[Contour labeling items]
::::

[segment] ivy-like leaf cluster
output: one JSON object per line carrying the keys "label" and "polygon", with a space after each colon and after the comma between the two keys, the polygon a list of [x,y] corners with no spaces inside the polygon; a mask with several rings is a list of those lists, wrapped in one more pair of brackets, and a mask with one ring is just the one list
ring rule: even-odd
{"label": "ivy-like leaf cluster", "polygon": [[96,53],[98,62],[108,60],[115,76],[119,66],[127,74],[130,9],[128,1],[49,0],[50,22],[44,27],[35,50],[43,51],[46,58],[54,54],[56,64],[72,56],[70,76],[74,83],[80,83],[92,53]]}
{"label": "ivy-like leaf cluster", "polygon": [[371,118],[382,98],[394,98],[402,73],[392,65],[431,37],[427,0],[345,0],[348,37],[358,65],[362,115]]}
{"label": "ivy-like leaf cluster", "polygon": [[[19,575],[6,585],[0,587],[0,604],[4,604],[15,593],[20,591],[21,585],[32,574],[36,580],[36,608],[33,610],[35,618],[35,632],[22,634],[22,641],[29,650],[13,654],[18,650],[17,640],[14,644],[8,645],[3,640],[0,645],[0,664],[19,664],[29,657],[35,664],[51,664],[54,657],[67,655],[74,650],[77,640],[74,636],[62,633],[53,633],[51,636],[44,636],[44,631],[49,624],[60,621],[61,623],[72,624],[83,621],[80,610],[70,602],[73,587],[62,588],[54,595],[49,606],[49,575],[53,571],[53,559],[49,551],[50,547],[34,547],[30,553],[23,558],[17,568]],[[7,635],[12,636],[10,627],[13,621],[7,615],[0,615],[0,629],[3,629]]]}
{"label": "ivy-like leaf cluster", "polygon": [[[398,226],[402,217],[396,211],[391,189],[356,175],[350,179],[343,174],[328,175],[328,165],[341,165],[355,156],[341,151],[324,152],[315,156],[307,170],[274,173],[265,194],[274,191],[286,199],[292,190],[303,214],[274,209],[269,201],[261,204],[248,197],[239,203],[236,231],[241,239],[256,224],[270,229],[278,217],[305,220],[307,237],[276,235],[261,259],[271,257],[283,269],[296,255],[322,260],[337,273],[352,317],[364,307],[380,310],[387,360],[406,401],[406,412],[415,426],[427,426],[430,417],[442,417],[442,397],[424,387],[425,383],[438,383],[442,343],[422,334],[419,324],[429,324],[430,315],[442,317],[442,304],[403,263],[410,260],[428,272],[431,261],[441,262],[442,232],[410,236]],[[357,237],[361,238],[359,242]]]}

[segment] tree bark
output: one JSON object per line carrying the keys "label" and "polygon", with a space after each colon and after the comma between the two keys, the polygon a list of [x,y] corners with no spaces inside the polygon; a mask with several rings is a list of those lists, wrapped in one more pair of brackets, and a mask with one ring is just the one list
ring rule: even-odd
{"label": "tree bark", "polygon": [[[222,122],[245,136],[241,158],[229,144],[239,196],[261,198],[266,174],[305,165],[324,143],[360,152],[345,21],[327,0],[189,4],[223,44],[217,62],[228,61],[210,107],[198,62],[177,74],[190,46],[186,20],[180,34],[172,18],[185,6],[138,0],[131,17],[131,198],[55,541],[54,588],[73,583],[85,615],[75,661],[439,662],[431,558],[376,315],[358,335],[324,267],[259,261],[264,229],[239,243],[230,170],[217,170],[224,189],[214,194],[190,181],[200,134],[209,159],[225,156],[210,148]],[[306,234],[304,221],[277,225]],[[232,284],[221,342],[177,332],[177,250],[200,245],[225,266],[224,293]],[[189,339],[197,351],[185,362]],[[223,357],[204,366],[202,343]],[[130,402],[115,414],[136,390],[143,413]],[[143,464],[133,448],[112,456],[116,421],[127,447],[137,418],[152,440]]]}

::::

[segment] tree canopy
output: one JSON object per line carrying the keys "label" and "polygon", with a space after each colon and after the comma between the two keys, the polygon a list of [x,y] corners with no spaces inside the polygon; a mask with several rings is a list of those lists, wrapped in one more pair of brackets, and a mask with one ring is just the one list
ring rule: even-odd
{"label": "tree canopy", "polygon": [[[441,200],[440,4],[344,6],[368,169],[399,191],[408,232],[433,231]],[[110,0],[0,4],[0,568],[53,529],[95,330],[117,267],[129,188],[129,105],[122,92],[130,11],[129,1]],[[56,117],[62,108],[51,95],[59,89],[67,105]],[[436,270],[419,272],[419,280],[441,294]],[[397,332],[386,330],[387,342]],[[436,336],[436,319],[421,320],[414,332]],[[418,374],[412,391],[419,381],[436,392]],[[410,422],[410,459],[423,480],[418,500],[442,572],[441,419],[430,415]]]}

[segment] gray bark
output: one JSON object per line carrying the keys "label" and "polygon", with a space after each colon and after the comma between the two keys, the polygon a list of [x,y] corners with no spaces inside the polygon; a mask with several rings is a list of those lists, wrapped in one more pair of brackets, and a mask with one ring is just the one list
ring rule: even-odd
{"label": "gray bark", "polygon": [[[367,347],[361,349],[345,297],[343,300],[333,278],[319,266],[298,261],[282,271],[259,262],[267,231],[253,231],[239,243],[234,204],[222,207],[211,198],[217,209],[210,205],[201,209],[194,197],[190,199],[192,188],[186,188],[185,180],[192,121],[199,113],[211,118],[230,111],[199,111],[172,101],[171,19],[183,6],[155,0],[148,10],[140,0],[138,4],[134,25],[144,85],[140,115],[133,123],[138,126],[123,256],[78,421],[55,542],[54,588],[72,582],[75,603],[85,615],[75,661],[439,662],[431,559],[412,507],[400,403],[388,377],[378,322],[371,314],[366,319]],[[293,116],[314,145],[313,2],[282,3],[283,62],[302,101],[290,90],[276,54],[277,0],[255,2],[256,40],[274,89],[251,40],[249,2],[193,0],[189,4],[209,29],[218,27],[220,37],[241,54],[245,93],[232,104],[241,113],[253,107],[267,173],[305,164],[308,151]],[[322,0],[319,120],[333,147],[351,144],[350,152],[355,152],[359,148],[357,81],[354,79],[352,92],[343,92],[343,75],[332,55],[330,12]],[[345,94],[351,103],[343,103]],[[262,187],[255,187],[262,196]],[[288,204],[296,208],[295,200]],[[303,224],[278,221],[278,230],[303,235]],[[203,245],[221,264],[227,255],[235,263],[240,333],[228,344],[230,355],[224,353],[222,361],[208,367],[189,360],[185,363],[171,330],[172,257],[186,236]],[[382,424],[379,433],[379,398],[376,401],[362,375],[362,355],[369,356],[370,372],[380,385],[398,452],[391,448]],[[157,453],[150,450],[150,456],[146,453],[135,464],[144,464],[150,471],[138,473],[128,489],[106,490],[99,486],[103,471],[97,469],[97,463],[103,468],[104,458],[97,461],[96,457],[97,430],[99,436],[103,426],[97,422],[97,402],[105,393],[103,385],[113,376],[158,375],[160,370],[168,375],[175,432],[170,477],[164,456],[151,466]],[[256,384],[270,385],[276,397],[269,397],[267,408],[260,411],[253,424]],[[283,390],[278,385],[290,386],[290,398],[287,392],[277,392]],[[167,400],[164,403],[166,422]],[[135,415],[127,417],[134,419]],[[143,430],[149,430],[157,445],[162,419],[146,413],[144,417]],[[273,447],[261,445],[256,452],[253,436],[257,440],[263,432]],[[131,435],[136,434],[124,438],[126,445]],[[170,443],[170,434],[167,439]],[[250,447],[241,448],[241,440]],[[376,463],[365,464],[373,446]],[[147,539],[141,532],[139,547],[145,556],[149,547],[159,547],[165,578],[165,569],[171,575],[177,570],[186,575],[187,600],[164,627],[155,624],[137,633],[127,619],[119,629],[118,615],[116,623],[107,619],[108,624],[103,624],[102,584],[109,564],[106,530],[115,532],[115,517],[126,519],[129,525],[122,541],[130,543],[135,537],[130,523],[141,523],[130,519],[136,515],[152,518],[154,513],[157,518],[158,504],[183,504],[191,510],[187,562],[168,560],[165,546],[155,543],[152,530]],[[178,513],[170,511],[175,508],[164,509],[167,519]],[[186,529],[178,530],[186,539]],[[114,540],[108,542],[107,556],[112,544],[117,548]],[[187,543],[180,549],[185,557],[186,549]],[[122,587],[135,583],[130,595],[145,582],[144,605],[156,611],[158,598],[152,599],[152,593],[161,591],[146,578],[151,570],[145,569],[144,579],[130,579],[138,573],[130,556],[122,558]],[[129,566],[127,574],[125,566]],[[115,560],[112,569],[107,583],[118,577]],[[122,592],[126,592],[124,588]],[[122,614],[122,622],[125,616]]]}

::::

Display every line of the records above that contains the string "segment". Case matters, so uppercase and lowercase letters count as different.

- PROBLEM SOLUTION
[segment] ivy-like leaf cluster
[segment] tree bark
[segment] tree canopy
[segment] gray bark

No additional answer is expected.